__Record excerpts__:
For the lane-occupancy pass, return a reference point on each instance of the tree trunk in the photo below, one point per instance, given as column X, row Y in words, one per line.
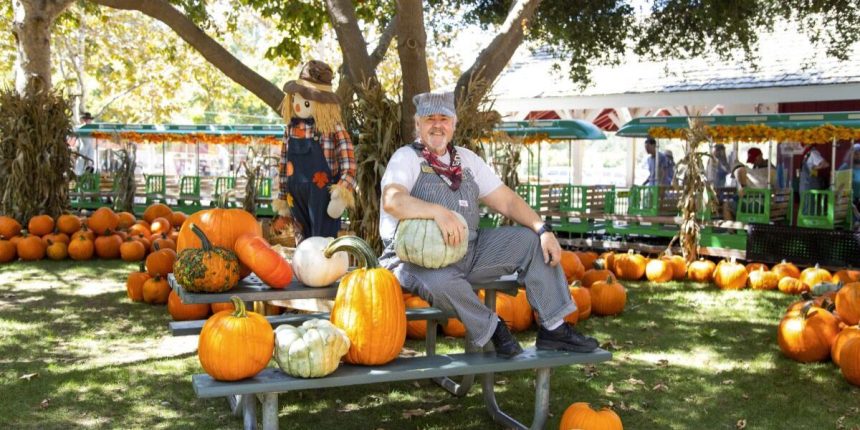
column 211, row 50
column 31, row 24
column 411, row 47
column 493, row 59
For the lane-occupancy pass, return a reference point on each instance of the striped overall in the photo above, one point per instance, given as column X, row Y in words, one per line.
column 491, row 253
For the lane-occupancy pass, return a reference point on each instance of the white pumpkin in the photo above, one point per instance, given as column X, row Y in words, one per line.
column 312, row 350
column 312, row 268
column 420, row 242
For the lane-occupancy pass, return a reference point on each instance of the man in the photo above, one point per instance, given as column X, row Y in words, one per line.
column 432, row 178
column 665, row 168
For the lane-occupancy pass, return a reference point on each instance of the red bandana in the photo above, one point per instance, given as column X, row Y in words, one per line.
column 452, row 174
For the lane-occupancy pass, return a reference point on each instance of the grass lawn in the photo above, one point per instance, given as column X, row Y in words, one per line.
column 75, row 352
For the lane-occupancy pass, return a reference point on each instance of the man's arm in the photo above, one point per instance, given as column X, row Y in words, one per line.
column 397, row 202
column 508, row 203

__Problem__:
Please write out all of the entries above word for word, leaving out the pictures.

__Response for this exercise__:
For the lane-occupancy pass, return a reference point on each instance of the tree trunk in the photo below, one point per instance, given as column X, row Y in words, one per line.
column 211, row 50
column 31, row 24
column 411, row 47
column 493, row 59
For the lane-occupancy pass, return a reference point on each instance of the striped overall in the photo above, one point per instance, given as column X, row Y in words, one per line.
column 491, row 253
For the lane-occupancy pass, return a reference point on each instance of the white pumpkin in the photo above, one point per instance, given as column X, row Y in words, one per line.
column 312, row 350
column 312, row 268
column 420, row 242
For the lane-occupancy pass, return a reference point on each instance of the man in the photo above, one point per instance, given as column X, row Y in words, one per line.
column 432, row 178
column 665, row 168
For the lane-occupancy pass, return a reference point on each instance of the red bandana in the photo above, one point per instance, given as column X, row Y in words, one per line.
column 452, row 174
For the lane-occupancy pass, return a reference point on each instance of the grass lawn in the photo above, one point per instance, given as column X, row Y in words, one per line.
column 75, row 352
For the lane-occupancy pass, return a reference point on each instance of the man's arm in the photo above, one point per instance, given as column X, row Y in words, one per line.
column 397, row 202
column 508, row 203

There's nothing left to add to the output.